* EXTRACT TO READ
[Date Prev][Date Next][Thread Prev][Thread Next][Date Index][Thread Index]
Re: [Bug-wget] Help: 'wget --page-requisites' is slow
From: |
David Bodin |
Subject: |
Re: [Bug-wget] Help: 'wget --page-requisites' is slow |
Date: |
Sat, 15 Jun 2019 17:01:22 -0700 |
Sorry, just wanted to clarify that the time difference I'm seeing is a
direct comparison between the wget command and a hard refresh of the
webpage, so no caching to assist with page request times.
On Sat, Jun 15, 2019 at 3:49 PM David Bodin <address@hidden> wrote:
> Hello wget community,
>
> *Goal*
> My goal is to download a single webpage to be fully functional offline in
> the same time it takes a browser to request and show the page.
>
> *Problem*
> The following command downloads a page and makes it fully functional
> offline, but it takes approximately 35 seconds where the browser requests
> and shows the page in about 5 seconds. Can someone please help me
> understand why my *wget* command is taking *so much longer* and how I can
> make it faster? Or is there any locations or chat groups where I can seek
> help? Sincere thanks in advance for any help anyone can provide.
>
> *wget --page-requisites --span-hosts --convert-links --adjust-extension
> --execute robots=off --user-agent Mozilla --random-wait
> https://www.invisionapp.com/inside-design/essential-steps-designing-empathy/
> <https://www.invisionapp.com/inside-design/essential-steps-designing-empathy/>*
>
> *More info & attempted solutions*
>
> 1. I removed '*--random-wait*' because I thought it might be adding
> time for each file request, but this did nothing.
> 2. I thought the https protocol might slow it down with extra calls
> back and forth for each file so I added '*--no-check-certificate*',
> but this did nothing.
> 3. I read there could be an issue with IPv6 so I added '*--inet4-only*',
> but this did nothing.
> 4. I read the dns could slow things down so I added '*--no-dns-cache*',
> but this did nothing.

* AIM
Revise the wget post from the words "On Sat, Jun" through "show the page.", putting "web browser" in place of "browser". You won't need the data to do this.

* LISTING
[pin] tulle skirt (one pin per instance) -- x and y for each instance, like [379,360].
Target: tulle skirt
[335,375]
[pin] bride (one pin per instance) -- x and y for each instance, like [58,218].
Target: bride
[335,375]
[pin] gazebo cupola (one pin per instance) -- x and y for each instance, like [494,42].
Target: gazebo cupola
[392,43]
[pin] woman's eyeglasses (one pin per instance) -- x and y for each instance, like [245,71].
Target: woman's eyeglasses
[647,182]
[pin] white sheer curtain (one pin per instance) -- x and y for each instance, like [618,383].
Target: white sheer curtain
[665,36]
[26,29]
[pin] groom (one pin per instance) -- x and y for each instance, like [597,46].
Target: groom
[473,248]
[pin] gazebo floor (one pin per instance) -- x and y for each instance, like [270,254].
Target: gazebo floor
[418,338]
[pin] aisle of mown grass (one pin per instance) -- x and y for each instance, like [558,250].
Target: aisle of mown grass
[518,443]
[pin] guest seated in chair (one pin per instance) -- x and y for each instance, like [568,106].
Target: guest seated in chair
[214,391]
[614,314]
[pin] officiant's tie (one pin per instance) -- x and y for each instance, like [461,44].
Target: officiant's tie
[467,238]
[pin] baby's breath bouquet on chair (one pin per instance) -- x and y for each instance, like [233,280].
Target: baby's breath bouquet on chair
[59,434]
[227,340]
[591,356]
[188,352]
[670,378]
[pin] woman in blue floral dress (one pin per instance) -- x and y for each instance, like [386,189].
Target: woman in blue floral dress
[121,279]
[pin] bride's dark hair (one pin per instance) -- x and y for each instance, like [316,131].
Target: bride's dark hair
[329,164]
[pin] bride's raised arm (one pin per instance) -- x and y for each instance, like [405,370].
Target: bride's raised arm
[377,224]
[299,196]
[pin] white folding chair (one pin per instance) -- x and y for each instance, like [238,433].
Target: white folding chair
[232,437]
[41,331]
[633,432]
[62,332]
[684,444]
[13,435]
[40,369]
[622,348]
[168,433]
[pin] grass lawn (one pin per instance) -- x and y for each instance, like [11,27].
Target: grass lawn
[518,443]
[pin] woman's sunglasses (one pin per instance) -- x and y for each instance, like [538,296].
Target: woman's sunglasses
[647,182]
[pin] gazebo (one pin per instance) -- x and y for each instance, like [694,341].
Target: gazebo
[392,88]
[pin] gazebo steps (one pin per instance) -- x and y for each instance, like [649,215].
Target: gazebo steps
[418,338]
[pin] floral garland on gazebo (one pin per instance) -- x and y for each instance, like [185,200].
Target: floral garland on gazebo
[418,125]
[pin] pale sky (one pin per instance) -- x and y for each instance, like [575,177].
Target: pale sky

* EXERCISE ANSWER
On Sat, Jun 15, 2019 at 3:49 PM David Bodin <address@hidden> wrote:
> Hello wget community,
>
> *Goal*
> My goal is to download a single webpage to be fully functional offline in
> the same time it takes a web browser to request and show the page.